### Task to carry out
Copy the items from the start through the line with "negative clicks: (119, 1031)", swapping "positive clicks" for "foreground clicks" and leaving everything else unchanged.

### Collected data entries
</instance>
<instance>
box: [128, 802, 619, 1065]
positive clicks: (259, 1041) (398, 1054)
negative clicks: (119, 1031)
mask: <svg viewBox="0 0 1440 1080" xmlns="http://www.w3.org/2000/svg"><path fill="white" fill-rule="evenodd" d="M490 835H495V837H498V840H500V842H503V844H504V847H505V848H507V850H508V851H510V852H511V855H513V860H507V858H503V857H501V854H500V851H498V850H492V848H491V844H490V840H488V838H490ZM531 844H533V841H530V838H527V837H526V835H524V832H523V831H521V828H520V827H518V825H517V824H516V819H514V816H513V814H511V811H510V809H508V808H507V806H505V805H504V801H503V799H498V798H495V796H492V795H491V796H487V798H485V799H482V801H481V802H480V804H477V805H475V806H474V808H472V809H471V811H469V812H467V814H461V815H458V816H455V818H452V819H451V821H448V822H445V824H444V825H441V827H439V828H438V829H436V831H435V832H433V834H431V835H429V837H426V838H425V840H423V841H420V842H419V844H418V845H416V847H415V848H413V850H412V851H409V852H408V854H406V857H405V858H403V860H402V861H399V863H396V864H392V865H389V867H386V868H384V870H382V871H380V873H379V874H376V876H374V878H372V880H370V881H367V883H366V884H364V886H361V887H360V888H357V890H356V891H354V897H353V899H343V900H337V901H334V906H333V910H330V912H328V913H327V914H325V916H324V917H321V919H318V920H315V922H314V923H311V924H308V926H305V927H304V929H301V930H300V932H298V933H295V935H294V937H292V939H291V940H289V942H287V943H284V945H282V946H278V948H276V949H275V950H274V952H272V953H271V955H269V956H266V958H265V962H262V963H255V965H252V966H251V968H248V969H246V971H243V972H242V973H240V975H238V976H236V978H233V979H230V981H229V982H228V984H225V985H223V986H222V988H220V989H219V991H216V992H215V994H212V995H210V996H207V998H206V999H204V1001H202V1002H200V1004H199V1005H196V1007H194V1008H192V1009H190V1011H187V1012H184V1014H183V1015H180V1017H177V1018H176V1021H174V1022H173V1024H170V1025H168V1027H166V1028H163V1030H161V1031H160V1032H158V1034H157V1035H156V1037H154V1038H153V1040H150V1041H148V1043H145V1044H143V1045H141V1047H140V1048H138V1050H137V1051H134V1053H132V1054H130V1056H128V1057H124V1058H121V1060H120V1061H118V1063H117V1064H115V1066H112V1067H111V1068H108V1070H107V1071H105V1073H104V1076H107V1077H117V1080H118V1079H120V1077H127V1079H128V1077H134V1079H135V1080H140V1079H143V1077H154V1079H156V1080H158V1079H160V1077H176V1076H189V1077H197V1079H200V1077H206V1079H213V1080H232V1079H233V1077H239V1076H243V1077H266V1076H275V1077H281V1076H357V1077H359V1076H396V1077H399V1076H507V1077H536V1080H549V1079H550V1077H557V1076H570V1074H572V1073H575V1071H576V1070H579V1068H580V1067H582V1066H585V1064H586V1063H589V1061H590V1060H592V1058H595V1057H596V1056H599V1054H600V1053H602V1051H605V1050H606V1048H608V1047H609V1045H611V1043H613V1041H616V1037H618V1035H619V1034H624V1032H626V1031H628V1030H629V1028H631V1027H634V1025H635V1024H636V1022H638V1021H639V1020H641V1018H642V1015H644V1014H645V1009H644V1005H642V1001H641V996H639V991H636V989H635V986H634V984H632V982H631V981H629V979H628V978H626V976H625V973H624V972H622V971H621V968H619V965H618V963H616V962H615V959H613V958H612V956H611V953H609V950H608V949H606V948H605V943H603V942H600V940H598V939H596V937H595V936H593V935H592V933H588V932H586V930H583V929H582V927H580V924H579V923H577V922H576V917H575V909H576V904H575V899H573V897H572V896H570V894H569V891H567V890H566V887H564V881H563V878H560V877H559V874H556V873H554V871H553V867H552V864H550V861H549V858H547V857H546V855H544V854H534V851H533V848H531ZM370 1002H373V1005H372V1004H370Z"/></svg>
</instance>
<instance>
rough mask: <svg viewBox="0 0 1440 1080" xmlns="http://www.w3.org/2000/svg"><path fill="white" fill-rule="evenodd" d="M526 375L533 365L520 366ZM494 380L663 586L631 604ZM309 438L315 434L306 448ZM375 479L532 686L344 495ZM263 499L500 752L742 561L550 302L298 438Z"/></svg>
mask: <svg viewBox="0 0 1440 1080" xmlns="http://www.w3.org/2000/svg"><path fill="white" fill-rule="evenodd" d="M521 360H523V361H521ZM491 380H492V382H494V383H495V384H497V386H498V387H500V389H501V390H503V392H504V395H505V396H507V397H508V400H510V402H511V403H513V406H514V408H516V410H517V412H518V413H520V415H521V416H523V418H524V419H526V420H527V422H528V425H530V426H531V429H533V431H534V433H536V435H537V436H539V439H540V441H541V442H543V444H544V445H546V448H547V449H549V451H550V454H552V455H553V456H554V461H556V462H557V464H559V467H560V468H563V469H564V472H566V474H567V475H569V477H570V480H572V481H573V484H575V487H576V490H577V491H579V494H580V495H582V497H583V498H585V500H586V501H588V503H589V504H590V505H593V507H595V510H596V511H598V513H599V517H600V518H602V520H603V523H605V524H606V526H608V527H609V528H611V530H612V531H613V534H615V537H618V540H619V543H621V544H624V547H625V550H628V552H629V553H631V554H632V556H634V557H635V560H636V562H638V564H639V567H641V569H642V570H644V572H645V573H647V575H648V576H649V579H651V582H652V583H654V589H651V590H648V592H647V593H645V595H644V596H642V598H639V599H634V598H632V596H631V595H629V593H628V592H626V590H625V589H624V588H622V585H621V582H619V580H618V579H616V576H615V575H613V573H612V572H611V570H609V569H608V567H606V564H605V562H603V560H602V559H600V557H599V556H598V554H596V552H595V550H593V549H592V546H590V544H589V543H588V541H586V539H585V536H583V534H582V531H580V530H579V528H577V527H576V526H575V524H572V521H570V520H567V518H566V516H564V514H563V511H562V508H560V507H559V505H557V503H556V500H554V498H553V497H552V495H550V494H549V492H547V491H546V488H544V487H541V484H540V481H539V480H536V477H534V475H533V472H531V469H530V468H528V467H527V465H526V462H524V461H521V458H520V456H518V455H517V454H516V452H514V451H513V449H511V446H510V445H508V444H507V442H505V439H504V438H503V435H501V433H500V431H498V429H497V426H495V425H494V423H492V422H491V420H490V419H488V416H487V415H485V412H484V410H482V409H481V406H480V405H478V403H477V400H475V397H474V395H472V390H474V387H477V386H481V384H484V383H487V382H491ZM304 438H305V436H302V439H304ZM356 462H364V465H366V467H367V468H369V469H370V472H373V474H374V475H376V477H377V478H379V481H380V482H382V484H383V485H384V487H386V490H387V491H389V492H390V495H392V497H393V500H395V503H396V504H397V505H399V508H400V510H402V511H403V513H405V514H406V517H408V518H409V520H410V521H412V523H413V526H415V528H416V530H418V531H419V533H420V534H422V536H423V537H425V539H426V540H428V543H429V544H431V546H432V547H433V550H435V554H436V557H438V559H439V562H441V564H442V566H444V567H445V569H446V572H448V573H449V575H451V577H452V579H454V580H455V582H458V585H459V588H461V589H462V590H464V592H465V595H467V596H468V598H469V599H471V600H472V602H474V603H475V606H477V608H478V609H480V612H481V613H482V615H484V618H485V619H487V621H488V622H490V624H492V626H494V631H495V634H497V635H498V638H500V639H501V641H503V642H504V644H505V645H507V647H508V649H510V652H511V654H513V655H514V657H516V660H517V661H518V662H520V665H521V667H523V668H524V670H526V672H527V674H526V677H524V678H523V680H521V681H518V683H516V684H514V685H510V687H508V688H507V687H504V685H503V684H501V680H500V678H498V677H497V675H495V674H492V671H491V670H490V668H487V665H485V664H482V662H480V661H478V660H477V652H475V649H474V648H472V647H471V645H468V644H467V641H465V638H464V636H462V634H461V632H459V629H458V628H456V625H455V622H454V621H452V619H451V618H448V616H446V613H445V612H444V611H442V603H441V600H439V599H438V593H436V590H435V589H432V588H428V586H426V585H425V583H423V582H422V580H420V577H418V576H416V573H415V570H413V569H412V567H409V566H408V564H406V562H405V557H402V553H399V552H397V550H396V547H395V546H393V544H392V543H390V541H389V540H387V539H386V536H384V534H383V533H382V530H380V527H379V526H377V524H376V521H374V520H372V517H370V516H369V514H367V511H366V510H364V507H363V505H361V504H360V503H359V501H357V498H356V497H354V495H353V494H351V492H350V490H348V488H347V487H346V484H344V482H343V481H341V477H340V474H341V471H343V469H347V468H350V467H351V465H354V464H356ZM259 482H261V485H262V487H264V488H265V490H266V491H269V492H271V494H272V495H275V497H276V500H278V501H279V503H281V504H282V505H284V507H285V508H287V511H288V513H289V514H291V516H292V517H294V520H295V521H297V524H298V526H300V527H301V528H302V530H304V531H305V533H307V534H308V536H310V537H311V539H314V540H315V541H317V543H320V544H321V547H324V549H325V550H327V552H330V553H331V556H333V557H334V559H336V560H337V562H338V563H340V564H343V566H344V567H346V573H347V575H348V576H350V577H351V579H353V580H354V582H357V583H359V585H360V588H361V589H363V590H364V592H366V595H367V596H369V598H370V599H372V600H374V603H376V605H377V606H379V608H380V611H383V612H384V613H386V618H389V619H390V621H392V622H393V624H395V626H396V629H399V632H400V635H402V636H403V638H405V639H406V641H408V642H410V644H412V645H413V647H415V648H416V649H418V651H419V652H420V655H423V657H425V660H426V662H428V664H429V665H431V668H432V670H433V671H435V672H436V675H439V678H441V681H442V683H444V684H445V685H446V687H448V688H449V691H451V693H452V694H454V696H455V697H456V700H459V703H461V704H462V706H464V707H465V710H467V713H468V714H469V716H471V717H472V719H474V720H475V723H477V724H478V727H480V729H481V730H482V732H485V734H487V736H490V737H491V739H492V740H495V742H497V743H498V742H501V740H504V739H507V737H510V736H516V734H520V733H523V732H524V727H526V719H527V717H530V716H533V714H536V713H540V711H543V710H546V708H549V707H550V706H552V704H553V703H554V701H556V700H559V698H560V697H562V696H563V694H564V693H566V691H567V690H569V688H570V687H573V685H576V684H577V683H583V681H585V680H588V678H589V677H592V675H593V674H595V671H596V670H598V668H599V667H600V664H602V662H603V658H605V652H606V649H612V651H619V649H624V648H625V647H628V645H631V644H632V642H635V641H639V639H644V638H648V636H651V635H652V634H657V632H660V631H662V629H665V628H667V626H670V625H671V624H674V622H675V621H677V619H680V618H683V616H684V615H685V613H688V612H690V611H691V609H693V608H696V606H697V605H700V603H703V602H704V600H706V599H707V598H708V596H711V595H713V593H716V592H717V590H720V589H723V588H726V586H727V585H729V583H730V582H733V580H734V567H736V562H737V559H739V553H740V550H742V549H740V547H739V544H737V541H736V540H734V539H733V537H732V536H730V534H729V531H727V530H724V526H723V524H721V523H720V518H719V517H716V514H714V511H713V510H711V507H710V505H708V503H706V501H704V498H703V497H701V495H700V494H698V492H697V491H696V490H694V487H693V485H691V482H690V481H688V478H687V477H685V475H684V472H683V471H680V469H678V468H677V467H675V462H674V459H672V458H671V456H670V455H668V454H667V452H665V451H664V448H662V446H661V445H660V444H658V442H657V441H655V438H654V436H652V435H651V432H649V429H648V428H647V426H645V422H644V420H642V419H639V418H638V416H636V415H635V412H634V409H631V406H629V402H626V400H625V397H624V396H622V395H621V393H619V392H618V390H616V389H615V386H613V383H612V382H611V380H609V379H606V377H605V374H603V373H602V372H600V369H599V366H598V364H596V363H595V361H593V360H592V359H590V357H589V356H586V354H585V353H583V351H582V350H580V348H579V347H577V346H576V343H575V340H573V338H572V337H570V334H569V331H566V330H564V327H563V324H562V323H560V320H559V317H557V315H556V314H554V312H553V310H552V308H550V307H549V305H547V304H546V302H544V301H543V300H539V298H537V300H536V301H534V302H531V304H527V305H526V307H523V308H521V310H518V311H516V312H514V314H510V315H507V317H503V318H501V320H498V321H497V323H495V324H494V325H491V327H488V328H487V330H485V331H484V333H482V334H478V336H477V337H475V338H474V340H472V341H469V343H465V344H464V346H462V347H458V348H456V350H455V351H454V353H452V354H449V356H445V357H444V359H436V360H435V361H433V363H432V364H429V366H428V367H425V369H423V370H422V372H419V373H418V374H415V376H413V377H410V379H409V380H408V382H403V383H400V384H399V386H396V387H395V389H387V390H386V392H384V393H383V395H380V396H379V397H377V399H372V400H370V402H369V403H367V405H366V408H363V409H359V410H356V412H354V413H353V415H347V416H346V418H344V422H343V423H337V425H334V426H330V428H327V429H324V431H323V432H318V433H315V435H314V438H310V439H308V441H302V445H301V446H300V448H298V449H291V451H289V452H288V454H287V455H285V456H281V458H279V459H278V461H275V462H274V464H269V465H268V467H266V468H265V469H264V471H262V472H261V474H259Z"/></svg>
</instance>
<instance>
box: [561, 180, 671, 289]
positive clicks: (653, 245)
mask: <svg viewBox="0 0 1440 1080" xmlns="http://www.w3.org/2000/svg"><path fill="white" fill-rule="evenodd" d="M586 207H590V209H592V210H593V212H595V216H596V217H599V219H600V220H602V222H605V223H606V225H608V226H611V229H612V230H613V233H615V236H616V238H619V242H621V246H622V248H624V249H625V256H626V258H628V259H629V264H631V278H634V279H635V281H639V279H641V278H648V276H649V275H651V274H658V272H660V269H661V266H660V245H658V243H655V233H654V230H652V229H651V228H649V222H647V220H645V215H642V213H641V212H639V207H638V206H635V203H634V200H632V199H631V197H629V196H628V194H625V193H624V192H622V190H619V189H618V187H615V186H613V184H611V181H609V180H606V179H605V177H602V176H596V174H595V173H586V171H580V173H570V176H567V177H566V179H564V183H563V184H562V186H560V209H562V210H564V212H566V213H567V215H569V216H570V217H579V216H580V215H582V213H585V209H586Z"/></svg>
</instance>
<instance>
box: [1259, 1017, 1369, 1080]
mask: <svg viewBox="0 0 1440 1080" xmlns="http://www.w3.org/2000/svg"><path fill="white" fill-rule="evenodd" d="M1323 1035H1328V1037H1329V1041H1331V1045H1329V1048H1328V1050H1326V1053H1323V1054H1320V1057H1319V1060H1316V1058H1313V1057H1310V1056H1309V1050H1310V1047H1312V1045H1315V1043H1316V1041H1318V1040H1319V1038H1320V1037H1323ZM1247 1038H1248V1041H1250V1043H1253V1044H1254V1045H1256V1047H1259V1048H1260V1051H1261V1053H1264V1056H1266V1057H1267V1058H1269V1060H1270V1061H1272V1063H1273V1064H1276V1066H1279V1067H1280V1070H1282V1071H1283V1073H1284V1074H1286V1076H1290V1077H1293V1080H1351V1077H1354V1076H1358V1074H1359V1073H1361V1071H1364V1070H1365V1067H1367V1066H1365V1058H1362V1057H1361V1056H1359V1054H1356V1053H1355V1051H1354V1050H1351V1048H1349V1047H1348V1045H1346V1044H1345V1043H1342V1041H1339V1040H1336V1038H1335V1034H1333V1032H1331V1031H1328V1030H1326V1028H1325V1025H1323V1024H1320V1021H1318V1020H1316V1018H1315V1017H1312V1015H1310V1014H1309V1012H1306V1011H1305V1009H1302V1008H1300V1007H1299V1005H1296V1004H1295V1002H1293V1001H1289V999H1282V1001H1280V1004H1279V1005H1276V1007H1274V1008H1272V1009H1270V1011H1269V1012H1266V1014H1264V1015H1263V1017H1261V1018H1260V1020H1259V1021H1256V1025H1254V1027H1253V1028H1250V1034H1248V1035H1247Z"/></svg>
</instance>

### Solution
</instance>
<instance>
box: [128, 802, 619, 1065]
foreground clicks: (259, 1041) (398, 1054)
negative clicks: (119, 1031)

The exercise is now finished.